» What to produce: Put each line of the records below into a JSON list of strings, one string per line, omitting any blank lines.

» The records:
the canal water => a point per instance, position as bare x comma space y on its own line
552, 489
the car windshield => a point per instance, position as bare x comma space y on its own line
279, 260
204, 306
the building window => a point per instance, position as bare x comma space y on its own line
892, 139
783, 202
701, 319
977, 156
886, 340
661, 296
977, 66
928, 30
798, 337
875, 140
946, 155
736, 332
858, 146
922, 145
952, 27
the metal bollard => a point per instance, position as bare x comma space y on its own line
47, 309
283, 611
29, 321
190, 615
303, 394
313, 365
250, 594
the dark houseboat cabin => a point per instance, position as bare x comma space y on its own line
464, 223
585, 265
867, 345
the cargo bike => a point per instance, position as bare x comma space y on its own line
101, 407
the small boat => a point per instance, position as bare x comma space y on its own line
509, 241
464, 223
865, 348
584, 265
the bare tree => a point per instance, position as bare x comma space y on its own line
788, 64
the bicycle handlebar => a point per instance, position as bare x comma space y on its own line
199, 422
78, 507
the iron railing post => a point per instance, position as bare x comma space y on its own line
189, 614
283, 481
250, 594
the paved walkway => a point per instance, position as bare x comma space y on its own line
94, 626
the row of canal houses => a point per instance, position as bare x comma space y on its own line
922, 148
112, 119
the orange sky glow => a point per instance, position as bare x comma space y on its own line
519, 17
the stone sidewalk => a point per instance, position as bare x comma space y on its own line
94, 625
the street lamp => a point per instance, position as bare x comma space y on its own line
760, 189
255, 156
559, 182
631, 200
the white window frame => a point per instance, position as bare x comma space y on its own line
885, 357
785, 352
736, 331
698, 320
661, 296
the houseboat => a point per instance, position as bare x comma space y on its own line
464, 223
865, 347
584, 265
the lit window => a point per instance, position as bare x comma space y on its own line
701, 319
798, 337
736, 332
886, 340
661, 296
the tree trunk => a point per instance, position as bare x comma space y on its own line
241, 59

» Answer to this task:
[
  "the canal water => a point per instance, position as bare x comma space y on its own line",
  "552, 489",
  "the car windshield => a point per instance, position as bare x comma space y on its own line",
  "279, 260",
  "204, 306",
  "the building window => a point per instance, position as bare x comma space y on its own line",
  "892, 139",
  "783, 202",
  "701, 319",
  "977, 156",
  "886, 340",
  "661, 296",
  "977, 66",
  "928, 30",
  "798, 337",
  "875, 140",
  "946, 155",
  "736, 332",
  "858, 146",
  "922, 145",
  "952, 27",
  "the metal bollard => a point per instance, position as bare x comma space y on its own line",
  "47, 309",
  "283, 611",
  "29, 321",
  "190, 615",
  "303, 394",
  "313, 365",
  "250, 594",
  "the dark houseboat cabin => a point per instance, position as bare x comma space y on its own line",
  "464, 223",
  "585, 265",
  "867, 345",
  "the cargo bike => a point per instance, position as bare x comma space y on its own line",
  "101, 407",
  "the small boat => a point per instance, position as bare x comma space y on its own line",
  "509, 241",
  "464, 223",
  "865, 348",
  "584, 265",
  "the bare tree => a point per instance, position as bare x comma space y on its own line",
  "788, 64",
  "the bicycle handlebar => a point per instance, position as bare x comma space y on its own line",
  "199, 422",
  "78, 507",
  "the iron railing post => a point per instance, position as bare x comma space y on its own line",
  "189, 614",
  "283, 481",
  "250, 594",
  "the paved walkway => a point per instance, position as bare x comma space y on its own line",
  "94, 626",
  "the row of canal houses => a point per instance, position as bare x comma space y on its own line",
  "922, 148",
  "112, 119",
  "the orange sky glow => a point per instance, position as bare x comma space y on its own line",
  "519, 17",
  "the stone sidewalk => a point per instance, position as bare x comma space y on its own line",
  "94, 625",
  "the street lamp => a point per instance, position as bare x comma space y on its own line",
  "760, 189",
  "255, 156",
  "559, 182",
  "631, 200",
  "the white window frame => a point per instance, position as bare x comma space y on its own line",
  "885, 357",
  "785, 352",
  "736, 331",
  "698, 320",
  "661, 296",
  "the houseboat => a point per instance, position as bare x comma space y on its own line",
  "464, 223",
  "865, 347",
  "584, 265",
  "the lit window => a point per instance, position as bare x comma space y on its own line",
  "701, 319",
  "798, 337",
  "736, 332",
  "886, 340",
  "661, 296",
  "the tree trunk => a point per instance, position as bare x comma space y on its own line",
  "241, 59"
]